** START Dataset **

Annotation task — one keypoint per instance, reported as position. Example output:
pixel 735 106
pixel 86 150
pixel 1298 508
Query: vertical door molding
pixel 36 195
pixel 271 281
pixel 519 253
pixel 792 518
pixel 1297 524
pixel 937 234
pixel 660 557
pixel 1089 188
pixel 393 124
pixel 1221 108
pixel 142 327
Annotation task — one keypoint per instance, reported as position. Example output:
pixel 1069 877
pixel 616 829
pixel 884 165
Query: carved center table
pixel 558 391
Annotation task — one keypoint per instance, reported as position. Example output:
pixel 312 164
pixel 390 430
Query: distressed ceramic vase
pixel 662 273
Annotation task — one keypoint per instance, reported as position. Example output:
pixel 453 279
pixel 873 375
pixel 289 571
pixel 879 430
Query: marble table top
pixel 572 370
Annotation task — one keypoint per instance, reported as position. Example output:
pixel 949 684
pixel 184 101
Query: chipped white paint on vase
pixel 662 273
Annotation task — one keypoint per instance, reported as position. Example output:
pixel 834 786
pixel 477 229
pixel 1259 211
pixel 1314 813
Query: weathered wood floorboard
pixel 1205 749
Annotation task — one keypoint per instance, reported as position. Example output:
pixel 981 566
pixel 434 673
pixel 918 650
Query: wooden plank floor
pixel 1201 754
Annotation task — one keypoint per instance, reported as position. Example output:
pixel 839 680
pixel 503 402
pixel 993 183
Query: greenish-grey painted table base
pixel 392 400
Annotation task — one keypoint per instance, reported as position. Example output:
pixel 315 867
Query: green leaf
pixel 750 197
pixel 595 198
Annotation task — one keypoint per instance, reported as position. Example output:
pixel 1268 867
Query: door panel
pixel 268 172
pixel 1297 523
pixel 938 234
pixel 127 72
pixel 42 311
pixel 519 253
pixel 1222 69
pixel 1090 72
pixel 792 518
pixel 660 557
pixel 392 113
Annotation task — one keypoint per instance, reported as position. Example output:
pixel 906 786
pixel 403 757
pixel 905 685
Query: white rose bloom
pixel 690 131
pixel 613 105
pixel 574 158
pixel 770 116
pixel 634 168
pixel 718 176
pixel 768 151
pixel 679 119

** END Dataset **

What this task involves: Copy all of the rows above word for word, without changing any line.

Answer to this problem:
Annotation task — one keypoint per instance, reported as position. Example output:
pixel 735 106
pixel 86 150
pixel 1298 508
Query: vertical door molding
pixel 36 195
pixel 271 281
pixel 519 253
pixel 792 518
pixel 1297 524
pixel 937 234
pixel 660 557
pixel 1089 188
pixel 393 124
pixel 1221 108
pixel 142 327
Annotation task — one keypoint per instance, reported as position. Example output:
pixel 1069 877
pixel 616 829
pixel 884 165
Query: carved center table
pixel 558 391
Annotation task — one keypoint per instance, reported as position. Example output:
pixel 312 164
pixel 390 430
Query: distressed ceramic vase
pixel 662 273
Annotation task — one keypoint per instance, reported as position. Example output:
pixel 453 279
pixel 873 375
pixel 289 571
pixel 879 430
Query: marble table top
pixel 572 370
Annotation task — one keypoint per instance, reported as position. Example output:
pixel 949 684
pixel 184 101
Query: chipped white paint on vase
pixel 662 273
Annotation task — one keypoint per instance, reported as position. Example output:
pixel 834 786
pixel 477 229
pixel 1259 211
pixel 1314 813
Query: weathered wood floorboard
pixel 1205 749
Annotation task — one keypoint per instance, reported as position. Example output:
pixel 981 566
pixel 434 673
pixel 918 650
Query: wooden plank floor
pixel 1201 754
Annotation task — one keypoint per instance, reported as position. Example output:
pixel 839 680
pixel 503 402
pixel 993 183
Query: greenish-grey painted table base
pixel 392 400
Annotation task — one keypoint per instance, reported as position. Example output:
pixel 315 867
Query: green leaf
pixel 750 197
pixel 595 198
Annotation task — one keypoint per instance, reported as position. Example output:
pixel 1268 867
Query: door panel
pixel 268 172
pixel 1297 523
pixel 938 234
pixel 127 72
pixel 42 311
pixel 519 253
pixel 1222 69
pixel 1090 72
pixel 792 518
pixel 660 557
pixel 392 113
Annotation task — one keypoint per instance, reported as position. Example output:
pixel 906 786
pixel 403 757
pixel 905 685
Query: white rose bloom
pixel 690 131
pixel 613 105
pixel 574 158
pixel 770 116
pixel 634 168
pixel 718 176
pixel 768 151
pixel 679 119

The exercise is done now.